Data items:
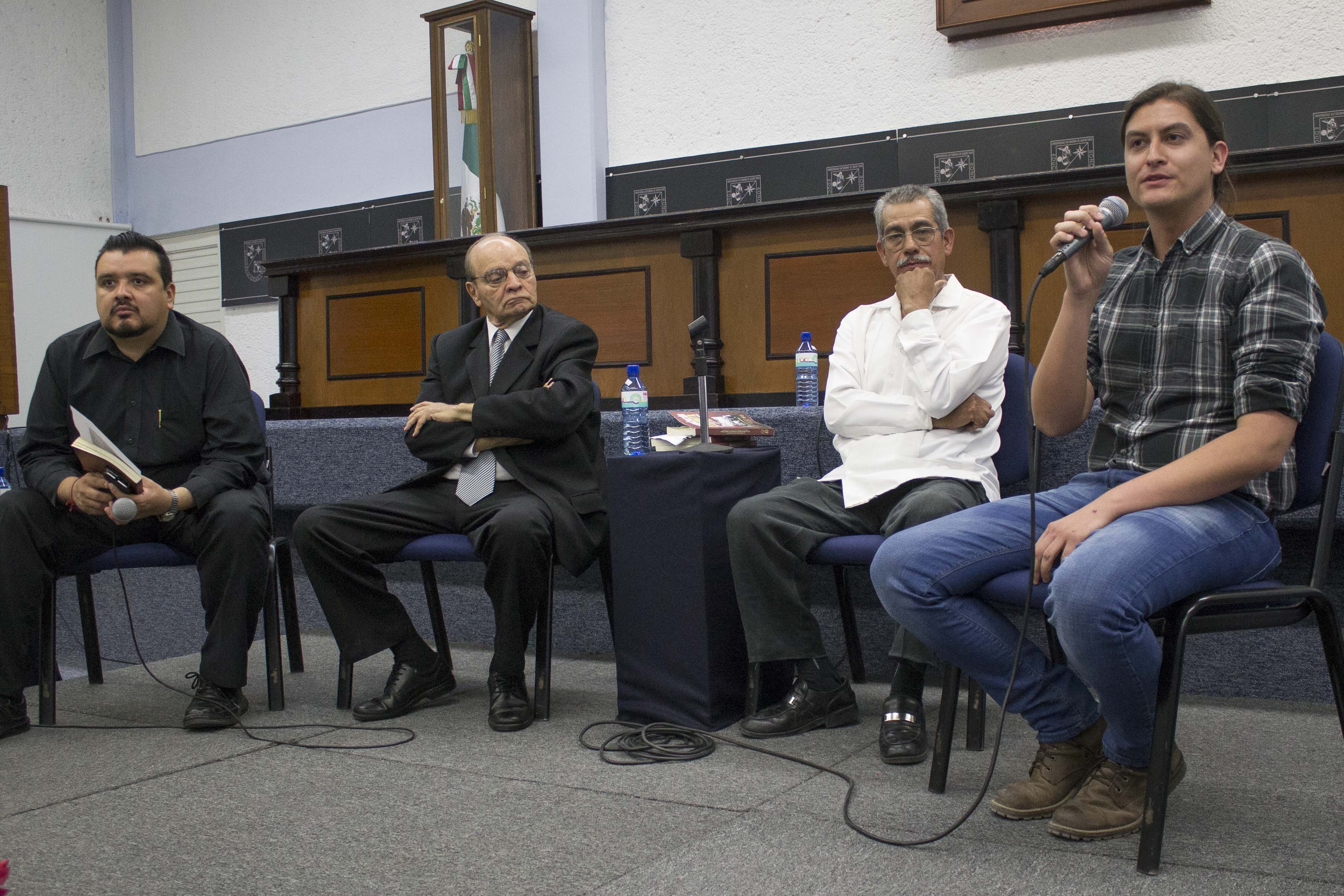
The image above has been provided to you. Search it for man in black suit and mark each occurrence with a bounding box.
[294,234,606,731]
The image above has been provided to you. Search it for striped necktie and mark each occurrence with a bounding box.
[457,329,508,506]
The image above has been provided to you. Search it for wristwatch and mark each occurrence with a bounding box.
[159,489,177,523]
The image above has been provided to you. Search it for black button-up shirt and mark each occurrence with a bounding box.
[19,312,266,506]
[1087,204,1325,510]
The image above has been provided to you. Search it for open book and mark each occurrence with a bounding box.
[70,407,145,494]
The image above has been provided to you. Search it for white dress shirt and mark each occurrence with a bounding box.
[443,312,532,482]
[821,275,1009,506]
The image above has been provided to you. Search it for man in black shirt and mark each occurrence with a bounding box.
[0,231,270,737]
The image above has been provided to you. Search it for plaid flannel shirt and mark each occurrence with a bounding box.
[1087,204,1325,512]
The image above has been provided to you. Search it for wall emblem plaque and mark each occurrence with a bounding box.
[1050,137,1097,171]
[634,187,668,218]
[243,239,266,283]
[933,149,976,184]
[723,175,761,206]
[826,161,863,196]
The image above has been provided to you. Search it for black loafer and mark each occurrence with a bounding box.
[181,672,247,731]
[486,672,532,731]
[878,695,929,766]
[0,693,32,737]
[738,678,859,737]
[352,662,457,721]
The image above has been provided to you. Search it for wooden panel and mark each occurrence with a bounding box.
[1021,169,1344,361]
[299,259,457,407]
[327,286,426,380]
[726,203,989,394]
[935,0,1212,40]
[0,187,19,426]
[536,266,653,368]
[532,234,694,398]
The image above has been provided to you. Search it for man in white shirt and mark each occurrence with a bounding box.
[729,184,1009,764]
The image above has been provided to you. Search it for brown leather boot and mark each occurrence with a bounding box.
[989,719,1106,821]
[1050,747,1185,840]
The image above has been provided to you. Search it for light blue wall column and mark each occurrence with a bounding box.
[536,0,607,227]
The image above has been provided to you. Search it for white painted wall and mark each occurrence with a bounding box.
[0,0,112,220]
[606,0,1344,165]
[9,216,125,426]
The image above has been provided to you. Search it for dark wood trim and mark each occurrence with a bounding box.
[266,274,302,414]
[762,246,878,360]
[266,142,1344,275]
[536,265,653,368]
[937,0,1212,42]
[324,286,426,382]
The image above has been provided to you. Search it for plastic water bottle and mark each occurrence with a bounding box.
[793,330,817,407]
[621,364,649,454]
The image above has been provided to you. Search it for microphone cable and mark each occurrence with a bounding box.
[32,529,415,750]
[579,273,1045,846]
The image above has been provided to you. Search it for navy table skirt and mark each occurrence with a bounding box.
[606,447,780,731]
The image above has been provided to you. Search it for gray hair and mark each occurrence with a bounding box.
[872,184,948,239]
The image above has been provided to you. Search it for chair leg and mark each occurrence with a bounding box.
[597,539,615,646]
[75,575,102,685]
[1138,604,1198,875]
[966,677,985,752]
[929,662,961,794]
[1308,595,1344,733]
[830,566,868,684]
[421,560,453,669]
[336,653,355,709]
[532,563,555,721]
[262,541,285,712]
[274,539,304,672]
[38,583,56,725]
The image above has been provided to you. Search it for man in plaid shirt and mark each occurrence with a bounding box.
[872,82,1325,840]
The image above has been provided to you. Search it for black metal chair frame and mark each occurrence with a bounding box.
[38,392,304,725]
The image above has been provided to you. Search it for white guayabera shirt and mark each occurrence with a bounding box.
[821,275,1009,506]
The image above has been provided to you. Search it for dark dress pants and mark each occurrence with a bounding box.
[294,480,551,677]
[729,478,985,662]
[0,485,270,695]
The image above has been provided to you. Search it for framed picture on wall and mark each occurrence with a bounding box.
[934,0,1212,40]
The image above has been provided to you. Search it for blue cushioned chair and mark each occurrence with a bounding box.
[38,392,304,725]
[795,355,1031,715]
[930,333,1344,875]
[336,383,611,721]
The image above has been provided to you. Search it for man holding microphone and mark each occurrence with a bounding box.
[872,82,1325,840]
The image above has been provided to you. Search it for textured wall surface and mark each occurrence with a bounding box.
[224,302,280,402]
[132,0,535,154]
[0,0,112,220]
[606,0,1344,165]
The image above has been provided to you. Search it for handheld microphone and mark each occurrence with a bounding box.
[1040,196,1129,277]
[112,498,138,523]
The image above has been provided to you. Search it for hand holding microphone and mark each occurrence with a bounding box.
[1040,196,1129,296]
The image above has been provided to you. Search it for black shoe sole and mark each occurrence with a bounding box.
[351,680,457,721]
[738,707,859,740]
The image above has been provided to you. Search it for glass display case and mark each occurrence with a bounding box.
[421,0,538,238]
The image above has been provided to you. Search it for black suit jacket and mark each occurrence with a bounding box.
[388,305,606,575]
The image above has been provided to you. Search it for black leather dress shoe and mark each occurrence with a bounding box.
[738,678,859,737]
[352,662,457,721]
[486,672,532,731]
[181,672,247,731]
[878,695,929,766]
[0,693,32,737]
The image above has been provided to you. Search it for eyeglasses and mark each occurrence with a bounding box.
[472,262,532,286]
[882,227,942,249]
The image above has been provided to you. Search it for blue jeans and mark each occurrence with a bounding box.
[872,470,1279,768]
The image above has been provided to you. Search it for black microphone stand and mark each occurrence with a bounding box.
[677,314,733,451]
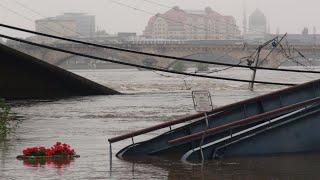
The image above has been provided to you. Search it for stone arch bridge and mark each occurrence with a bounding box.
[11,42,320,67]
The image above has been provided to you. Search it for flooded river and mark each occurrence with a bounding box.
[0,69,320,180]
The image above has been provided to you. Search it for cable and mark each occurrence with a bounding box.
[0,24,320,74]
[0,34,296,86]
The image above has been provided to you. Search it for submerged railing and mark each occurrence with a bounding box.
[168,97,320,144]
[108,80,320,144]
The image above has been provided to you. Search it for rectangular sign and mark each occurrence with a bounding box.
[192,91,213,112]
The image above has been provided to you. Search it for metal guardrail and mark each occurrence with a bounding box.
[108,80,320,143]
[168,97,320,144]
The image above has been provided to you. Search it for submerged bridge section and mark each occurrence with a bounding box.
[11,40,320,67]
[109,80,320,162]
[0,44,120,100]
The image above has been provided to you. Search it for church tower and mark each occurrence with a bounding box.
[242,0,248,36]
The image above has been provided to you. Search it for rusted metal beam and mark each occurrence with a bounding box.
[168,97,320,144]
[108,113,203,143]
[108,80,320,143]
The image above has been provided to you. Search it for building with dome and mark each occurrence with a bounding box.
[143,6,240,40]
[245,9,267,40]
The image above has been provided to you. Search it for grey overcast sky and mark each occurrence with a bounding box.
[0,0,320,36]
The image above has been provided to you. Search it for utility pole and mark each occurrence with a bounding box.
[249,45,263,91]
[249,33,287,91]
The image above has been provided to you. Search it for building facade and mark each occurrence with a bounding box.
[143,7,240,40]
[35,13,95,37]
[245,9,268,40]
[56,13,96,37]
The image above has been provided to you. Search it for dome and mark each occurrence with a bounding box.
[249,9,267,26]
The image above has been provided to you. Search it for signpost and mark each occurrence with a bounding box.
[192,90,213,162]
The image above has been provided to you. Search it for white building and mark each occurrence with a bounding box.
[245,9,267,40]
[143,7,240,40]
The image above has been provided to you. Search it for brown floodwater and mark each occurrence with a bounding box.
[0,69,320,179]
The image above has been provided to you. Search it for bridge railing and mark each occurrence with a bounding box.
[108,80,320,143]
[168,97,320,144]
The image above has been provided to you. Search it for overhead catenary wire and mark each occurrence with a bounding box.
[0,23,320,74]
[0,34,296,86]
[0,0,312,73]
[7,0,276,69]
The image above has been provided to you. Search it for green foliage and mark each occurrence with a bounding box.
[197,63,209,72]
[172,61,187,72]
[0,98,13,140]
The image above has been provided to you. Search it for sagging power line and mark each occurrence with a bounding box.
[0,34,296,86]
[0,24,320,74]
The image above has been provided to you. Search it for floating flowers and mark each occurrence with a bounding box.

AIM OF THE EXERCISE: Copy out, word for word, the lines from the one containing "it for sagging" through the end of the entries, including both ends.

OUTPUT OF THE TASK:
The image above has been provided to you. Search it for sagging power line and mark each occurrence with a bounding box.
[0,34,296,86]
[0,24,320,74]
The image above has been provided to you. Search it for floating flowers and mark each occurrence with a bounding box.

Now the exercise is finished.